=== Fragmento del documento ===
La especie que nos identifica y diferencia de las demás (homínidas, animales y vegetales) es la del Homo Sapiens. La del Homo Erectus que no es Sapiens no distingue homínidos y homínidas. Por definiciones lingüísticas, el homo hablante es la especie del hombre en tanto ser humano. Y en términos de definiciones, homínido y homínida dan lo mismo para machos y para hembras. Y he aquí la circunstancia de las tergiversaciones lingüísticas que en aras de la política hacen de la justicia una negación. Un hombre, en tanto ser humano u homo sapiens que mata a otro, es un homicida, sea macho o hembra. (Si el hecho mortal se diera en una justicia humanoide no sapiens sería hominicidio, fuesen hembras o machos los involucrados.) Y entonces la parcelación política de la justicia legal atropella el ejercicio real del derecho igualitario y torna cada vez más imposible la justicia verdadera. La politización y la demagogia militante sectarizan y mediatizan, en su presunta defensa de la equidad, la progresión hacia la mejor equidad relativa posible.

=== Instrucciones y requisitos ===
Responda brevemente, a partir del fragmento sobre el término «homicida», estas tres preguntas:
1. ¿Qué especie nos identifica y diferencia de las demás?
2. ¿Cómo se denomina a un hombre, en tanto ser humano u homo sapiens, que mata a otro?
3. ¿Qué nombre recibiría el hecho mortal si se diera en una justicia humanoide no sapiens?
Los datos no desempeñan ningún papel en este ejercicio.

=== Datos almacenados ===

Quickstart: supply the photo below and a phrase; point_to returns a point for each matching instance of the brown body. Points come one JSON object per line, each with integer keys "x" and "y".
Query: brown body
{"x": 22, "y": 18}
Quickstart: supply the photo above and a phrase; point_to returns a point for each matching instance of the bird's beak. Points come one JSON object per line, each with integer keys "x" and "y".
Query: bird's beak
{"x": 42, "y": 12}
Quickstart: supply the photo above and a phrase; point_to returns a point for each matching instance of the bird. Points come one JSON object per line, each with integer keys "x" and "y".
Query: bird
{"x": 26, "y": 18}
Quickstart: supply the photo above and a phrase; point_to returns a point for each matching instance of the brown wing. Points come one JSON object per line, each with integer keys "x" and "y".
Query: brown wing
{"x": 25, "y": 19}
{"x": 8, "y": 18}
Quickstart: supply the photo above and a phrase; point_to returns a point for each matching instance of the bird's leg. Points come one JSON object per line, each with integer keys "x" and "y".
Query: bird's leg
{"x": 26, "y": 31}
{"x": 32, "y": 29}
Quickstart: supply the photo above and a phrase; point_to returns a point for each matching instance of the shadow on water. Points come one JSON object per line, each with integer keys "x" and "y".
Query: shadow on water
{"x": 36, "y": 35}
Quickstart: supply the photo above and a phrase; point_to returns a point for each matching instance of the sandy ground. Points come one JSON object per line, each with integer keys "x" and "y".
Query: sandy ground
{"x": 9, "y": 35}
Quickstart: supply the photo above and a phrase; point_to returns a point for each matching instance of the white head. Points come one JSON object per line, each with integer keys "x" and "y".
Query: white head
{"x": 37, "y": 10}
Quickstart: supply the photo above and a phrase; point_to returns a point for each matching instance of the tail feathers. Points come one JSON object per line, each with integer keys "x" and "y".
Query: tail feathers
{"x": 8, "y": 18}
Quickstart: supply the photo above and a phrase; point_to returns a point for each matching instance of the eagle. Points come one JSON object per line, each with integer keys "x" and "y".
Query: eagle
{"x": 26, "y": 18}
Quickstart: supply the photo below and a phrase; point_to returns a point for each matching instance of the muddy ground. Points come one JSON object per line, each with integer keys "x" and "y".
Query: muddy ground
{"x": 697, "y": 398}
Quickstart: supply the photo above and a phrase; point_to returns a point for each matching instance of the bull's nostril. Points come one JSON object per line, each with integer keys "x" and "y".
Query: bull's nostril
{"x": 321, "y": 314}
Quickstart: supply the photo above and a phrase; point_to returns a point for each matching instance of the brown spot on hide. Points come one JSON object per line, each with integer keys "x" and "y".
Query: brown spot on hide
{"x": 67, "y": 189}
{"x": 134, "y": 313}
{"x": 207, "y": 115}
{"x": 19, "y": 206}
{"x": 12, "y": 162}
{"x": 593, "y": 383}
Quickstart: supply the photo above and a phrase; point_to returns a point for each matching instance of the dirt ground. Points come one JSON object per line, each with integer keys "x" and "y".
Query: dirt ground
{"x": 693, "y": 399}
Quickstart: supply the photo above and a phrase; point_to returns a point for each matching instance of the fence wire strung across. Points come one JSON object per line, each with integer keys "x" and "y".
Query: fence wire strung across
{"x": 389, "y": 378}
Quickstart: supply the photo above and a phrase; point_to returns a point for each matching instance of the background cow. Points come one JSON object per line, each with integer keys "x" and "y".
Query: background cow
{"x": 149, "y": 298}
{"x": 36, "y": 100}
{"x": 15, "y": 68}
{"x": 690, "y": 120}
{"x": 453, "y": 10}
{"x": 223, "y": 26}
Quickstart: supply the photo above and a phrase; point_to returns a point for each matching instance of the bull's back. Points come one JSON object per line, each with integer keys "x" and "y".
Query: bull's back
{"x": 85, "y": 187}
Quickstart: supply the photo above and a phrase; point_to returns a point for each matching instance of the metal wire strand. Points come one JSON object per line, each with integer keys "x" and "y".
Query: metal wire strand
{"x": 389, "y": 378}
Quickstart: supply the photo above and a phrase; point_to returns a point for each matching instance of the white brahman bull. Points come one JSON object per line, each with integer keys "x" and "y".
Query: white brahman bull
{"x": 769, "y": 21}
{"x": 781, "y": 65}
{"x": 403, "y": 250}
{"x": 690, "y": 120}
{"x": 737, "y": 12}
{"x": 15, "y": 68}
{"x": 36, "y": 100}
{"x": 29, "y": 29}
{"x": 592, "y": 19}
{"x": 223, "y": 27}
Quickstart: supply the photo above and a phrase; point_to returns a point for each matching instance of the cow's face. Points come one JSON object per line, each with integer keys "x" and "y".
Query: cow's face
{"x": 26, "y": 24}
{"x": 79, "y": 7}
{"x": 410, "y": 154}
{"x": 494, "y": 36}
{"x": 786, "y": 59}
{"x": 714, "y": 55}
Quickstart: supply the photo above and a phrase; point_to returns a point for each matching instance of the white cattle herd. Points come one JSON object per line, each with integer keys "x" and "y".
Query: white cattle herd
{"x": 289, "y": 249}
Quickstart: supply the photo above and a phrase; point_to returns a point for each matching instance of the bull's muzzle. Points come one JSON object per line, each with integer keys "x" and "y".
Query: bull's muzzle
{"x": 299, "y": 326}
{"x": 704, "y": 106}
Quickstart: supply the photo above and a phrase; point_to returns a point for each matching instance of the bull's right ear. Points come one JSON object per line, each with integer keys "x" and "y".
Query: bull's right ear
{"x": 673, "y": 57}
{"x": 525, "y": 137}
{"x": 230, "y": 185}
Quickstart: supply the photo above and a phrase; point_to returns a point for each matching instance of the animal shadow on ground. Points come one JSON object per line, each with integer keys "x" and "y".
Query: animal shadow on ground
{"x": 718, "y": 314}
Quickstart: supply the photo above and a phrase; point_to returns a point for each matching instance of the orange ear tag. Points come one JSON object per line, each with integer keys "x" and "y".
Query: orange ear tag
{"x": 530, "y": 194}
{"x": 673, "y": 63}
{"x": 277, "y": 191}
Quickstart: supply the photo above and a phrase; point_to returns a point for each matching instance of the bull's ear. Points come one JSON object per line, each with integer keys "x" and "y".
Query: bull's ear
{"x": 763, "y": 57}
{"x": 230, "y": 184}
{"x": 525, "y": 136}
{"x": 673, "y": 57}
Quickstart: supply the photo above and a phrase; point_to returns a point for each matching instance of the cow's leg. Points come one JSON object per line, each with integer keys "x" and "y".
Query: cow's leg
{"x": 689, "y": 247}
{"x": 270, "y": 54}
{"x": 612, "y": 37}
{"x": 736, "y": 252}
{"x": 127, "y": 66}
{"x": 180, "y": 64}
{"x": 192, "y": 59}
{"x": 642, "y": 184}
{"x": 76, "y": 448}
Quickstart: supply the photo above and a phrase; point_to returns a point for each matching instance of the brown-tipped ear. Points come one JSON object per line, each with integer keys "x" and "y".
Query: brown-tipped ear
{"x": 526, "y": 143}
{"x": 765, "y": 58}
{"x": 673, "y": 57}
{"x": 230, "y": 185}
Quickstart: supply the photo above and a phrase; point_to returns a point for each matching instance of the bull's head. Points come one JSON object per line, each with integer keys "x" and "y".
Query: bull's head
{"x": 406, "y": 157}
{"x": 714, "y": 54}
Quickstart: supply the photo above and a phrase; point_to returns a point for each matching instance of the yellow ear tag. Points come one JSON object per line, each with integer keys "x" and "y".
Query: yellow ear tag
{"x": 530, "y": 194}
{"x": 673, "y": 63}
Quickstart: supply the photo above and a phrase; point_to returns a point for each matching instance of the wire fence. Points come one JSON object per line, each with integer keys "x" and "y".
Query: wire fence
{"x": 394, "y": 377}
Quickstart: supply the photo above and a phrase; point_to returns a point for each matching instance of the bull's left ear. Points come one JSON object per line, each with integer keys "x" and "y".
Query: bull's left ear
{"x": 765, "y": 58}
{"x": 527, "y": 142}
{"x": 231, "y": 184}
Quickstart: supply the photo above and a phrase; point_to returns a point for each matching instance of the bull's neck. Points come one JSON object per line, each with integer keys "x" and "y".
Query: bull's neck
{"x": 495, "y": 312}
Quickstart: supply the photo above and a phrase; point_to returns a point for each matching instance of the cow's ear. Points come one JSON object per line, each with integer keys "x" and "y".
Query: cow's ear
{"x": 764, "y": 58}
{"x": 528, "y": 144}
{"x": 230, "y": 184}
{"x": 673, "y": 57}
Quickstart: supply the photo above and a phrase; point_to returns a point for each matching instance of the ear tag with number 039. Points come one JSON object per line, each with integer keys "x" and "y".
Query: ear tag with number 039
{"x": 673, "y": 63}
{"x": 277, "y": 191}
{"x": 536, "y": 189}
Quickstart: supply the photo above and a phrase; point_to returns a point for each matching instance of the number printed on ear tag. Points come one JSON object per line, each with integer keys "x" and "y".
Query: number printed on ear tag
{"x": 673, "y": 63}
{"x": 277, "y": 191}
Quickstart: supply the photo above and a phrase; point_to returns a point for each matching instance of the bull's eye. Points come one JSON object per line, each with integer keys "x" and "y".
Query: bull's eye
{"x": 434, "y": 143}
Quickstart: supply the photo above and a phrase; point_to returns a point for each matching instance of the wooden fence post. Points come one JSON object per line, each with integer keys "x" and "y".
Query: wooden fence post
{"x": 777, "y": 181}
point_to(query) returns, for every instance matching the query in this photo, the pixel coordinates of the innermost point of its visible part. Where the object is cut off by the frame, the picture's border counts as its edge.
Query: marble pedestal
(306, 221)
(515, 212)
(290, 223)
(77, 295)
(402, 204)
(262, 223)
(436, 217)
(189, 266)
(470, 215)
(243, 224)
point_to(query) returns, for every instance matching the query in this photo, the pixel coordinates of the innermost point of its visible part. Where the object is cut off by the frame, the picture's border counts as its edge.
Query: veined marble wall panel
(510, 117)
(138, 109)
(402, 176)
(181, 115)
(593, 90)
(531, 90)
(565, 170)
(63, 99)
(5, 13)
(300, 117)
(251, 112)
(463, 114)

==

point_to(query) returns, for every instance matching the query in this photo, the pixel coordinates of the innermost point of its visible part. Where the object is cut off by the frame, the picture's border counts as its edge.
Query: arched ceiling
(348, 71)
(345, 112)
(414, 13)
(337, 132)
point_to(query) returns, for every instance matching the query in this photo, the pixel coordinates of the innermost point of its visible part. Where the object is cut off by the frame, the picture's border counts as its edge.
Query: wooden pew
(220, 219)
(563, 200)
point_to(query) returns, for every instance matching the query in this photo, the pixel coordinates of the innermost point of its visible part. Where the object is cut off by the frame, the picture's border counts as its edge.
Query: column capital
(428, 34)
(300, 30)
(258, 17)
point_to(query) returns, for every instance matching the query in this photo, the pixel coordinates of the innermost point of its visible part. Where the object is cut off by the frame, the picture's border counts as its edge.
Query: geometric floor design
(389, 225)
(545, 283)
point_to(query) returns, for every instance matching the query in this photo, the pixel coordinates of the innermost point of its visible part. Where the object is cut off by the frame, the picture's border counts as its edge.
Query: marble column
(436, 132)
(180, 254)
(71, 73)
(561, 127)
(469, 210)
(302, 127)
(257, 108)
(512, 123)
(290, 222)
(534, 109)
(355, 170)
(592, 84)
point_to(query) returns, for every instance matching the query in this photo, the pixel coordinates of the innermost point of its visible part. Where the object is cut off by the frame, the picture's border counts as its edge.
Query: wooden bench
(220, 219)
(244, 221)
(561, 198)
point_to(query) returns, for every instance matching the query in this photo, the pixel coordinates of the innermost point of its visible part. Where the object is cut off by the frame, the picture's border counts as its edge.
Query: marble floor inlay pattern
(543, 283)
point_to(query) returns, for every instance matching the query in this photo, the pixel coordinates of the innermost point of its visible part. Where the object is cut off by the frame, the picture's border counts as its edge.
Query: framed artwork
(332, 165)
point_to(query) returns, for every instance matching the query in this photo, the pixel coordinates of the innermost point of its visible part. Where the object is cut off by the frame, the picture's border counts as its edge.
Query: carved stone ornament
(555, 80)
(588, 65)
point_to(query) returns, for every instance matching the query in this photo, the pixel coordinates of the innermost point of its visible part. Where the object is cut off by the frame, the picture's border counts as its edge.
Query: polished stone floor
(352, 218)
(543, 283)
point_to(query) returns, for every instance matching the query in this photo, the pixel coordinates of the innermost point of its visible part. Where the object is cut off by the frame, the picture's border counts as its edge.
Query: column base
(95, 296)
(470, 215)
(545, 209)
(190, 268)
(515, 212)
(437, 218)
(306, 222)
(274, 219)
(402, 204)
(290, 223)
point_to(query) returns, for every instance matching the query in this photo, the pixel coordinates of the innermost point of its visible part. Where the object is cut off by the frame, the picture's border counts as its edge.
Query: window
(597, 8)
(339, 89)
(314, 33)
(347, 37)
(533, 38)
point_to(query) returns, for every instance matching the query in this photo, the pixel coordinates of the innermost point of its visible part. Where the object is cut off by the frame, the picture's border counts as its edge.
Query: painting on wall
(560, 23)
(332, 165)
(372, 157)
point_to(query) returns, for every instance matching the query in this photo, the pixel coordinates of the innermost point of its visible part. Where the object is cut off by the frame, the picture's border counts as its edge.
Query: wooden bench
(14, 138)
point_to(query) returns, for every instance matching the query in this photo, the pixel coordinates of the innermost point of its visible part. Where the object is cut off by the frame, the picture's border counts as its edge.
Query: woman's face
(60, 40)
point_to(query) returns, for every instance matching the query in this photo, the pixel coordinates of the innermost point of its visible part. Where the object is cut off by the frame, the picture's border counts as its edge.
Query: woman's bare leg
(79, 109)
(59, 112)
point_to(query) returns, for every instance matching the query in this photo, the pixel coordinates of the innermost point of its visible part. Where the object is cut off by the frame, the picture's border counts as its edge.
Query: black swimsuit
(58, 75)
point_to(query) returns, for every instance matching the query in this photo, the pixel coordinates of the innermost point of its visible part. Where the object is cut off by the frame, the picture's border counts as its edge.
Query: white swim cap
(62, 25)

---

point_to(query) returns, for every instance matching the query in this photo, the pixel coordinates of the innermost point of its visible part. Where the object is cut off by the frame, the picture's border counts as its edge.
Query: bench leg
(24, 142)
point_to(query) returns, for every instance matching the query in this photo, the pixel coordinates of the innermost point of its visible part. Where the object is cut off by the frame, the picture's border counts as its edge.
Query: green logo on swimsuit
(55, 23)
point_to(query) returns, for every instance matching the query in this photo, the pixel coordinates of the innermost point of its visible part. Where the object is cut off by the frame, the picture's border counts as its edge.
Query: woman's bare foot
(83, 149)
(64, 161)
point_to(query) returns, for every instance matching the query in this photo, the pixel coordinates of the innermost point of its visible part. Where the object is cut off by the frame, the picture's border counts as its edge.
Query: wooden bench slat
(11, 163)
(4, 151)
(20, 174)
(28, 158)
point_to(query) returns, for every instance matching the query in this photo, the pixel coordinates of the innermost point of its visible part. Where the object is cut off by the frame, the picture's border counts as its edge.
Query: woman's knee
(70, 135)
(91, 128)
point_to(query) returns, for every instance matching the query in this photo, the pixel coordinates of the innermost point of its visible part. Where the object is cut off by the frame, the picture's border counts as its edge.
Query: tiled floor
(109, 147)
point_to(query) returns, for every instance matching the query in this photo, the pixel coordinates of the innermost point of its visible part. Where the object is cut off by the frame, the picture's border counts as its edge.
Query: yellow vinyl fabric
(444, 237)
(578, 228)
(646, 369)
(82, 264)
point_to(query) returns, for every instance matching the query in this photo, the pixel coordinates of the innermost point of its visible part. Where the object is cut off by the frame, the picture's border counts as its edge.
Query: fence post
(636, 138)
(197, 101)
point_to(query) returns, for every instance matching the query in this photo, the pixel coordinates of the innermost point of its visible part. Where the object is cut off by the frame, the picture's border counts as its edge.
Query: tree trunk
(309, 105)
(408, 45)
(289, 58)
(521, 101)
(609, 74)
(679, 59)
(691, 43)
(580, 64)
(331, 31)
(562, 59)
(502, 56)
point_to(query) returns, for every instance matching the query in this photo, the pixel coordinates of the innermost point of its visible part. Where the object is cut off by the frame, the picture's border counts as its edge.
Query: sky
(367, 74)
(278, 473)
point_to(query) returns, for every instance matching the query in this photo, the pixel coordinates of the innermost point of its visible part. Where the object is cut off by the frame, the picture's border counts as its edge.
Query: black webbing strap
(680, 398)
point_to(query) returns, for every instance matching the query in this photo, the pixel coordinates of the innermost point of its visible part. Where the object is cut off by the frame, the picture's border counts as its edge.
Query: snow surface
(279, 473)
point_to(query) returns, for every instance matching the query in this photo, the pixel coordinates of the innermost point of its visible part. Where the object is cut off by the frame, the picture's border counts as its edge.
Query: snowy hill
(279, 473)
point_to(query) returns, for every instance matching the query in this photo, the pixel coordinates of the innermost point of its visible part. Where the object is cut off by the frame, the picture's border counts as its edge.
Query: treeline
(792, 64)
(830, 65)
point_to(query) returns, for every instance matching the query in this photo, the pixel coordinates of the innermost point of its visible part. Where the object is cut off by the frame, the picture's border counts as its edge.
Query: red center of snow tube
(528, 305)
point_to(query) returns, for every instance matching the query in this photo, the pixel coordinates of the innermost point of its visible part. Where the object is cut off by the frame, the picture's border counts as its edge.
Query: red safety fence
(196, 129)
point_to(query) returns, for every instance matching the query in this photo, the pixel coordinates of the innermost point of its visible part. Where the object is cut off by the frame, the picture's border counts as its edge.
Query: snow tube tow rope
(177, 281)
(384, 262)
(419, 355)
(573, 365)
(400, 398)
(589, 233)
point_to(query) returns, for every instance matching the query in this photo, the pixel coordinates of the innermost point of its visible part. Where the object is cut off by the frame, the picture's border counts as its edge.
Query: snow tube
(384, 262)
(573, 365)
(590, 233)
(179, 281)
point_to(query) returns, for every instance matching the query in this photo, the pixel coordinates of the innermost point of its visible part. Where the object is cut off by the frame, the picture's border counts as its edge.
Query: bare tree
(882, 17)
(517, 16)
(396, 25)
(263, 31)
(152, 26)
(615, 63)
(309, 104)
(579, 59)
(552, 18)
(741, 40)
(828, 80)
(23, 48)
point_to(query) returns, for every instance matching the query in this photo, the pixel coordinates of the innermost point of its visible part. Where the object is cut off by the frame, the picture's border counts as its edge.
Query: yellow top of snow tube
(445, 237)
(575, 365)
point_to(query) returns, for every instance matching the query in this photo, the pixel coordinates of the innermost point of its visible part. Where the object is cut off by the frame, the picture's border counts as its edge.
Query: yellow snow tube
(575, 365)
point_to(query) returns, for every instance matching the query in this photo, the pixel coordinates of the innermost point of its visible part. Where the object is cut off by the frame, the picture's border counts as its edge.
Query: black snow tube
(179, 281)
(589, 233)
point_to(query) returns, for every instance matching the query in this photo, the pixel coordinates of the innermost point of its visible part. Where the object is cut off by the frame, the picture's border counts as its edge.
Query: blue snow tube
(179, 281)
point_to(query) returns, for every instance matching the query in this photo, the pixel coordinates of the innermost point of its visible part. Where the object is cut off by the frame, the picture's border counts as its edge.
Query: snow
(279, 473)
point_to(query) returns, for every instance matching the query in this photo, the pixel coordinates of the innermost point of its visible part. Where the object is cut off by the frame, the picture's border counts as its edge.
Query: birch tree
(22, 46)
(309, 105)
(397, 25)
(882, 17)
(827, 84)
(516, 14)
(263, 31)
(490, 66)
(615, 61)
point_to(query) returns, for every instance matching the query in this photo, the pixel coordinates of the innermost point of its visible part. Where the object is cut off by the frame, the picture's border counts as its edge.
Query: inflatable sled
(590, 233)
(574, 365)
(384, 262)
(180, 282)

=== Respuesta correcta ===
1. La del Homo Sapiens.
2. Homicida, sea macho o hembra.
3. Hominicidio, fuesen hembras o machos los involucrados.